▸ **Dokumen Sumber**:
BEGINILAH PENGALAMAN GOWES DI KM 0 SENTUL BOGOR KALA PANDEMI 2020-12-04 00:00

Inilah lokasi KM 0 Sentul

 

Bersepeda menjadi kegiatan bergerak yang tiba-tiba marak di kala pandemi karena kegiatan yang satu ini tetap memungkinkan orang saling menjaga jarak. Ada yang memilih bersepeda di sekitar komplek perumahan dan di jalan raya yang relatif mulus. Ada pula yang memilih bersepeda di jalur offroad yang menantang.

 

Bagi para pegowes di Jabodetabek, KM 0 di Sentul menjadi salah satu tujuan. Jalurnya tidak landai --yang terkadang dianggap membosankan, melainkan berkontur, turun naik, yang dianggap dapat membangkitkan adrenalin.

 

KM 0 Sentul dengan latar suasana asri

 

Sebelum pandemi saya terbiasa bersepeda statis di pusat kebugaran yang terletak di pusat perbelanjaan. Tidak ada tanjakan, tidak ada turunan; adanya “resistance” yang sangat mudah disiasati. Apalagi bila bersepeda dalam kondisi males gerak alias mager.

 

Situasi yang sungguh berbeda dialami ketika gowes di alam. Jalan yang terbentang tidak bisa disiasati, jalur yang menanjak harus dihadapi dengan kayuhan penuh tenaga. Sebaliknya, jalan yang menurun harus dihadapi tanpa lengah.

▸ **Kutipan Daftar**:
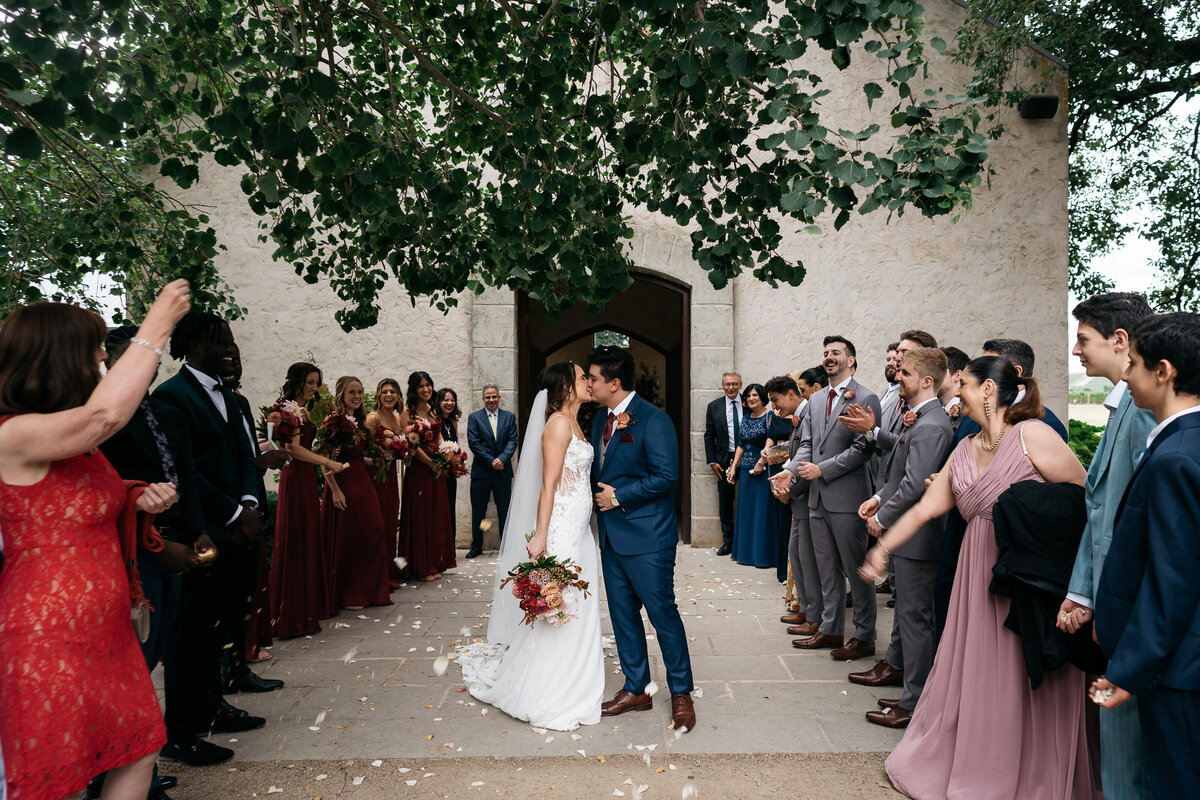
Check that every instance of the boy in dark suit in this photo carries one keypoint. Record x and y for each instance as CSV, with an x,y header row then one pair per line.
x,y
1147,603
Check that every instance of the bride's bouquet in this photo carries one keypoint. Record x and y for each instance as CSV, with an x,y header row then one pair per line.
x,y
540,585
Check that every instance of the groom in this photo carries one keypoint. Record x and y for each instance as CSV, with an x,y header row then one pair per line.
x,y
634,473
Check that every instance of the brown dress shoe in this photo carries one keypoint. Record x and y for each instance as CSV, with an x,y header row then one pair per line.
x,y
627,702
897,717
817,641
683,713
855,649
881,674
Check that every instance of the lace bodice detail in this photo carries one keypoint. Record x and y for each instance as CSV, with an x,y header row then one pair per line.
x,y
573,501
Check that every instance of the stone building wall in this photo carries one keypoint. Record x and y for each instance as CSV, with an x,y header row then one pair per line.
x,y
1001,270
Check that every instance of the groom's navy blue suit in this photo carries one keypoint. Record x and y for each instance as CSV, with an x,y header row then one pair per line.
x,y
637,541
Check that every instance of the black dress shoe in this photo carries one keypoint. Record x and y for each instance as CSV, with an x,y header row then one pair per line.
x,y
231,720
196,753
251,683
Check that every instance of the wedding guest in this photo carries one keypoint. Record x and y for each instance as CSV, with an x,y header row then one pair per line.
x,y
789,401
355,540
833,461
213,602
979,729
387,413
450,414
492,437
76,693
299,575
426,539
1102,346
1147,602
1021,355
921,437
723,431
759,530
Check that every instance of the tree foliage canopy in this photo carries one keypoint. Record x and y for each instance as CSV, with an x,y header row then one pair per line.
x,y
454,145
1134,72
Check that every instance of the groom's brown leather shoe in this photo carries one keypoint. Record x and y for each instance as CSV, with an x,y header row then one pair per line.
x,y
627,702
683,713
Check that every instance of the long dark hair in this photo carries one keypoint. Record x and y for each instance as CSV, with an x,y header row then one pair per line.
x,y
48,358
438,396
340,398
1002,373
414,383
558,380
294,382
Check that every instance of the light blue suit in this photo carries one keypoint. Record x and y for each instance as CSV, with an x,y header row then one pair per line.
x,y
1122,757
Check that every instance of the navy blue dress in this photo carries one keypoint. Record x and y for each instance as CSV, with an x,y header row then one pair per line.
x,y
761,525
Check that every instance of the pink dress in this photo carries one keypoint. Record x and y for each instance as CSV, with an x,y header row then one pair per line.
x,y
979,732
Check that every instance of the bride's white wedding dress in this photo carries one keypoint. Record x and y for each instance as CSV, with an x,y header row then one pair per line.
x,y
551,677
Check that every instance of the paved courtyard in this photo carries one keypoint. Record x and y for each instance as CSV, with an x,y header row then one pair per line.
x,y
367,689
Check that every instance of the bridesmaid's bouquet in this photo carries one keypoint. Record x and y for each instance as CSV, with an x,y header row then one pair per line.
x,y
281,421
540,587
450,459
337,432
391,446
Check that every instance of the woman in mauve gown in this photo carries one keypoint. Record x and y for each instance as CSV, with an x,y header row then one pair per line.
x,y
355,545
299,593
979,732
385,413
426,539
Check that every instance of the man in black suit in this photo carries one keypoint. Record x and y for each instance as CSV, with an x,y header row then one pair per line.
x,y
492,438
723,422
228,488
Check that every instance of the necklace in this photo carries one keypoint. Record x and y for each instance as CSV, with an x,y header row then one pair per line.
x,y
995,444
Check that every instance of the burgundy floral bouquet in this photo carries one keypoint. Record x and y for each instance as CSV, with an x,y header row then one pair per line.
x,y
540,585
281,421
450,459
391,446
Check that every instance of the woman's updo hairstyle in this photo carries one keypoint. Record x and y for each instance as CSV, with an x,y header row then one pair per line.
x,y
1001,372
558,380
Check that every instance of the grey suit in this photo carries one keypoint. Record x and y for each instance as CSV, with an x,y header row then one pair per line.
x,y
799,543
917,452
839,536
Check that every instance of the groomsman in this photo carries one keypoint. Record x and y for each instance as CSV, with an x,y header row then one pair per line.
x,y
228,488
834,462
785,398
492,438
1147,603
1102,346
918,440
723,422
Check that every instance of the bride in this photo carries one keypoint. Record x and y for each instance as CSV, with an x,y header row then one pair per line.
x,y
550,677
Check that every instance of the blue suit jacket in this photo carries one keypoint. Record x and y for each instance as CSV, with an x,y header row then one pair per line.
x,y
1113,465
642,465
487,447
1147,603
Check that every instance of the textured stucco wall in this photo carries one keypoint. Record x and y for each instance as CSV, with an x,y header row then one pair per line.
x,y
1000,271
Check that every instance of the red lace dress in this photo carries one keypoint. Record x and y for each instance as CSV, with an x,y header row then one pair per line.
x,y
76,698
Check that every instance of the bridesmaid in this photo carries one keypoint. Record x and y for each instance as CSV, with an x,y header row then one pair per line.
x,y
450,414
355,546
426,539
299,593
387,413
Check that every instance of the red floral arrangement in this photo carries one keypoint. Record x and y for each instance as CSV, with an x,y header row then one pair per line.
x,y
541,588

▸ **Perintah Latihan**:
1) Terjemahkan kalimat dari dokumen sumber ini ke dalam bahasa Inggris: "Bagi para pegowes di Jabodetabek, KM 0 di Sentul menjadi salah satu tujuan."
2) Tuliskan kembali bagian dokumen sumber mulai dari "Bagi para pegowes" sampai dengan "gerak alias mager.".

▸ **Daftar Jawaban**:
1) For cyclists in Jabodetabek, KM 0 in Sentul has become one of the destinations.

2)
Bagi para pegowes di Jabodetabek, KM 0 di Sentul menjadi salah satu tujuan. Jalurnya tidak landai --yang terkadang dianggap membosankan, melainkan berkontur, turun naik, yang dianggap dapat membangkitkan adrenalin.

 

KM 0 Sentul dengan latar suasana asri

 

Sebelum pandemi saya terbiasa bersepeda statis di pusat kebugaran yang terletak di pusat perbelanjaan. Tidak ada tanjakan, tidak ada turunan; adanya “resistance” yang sangat mudah disiasati. Apalagi bila bersepeda dalam kondisi males gerak alias mager.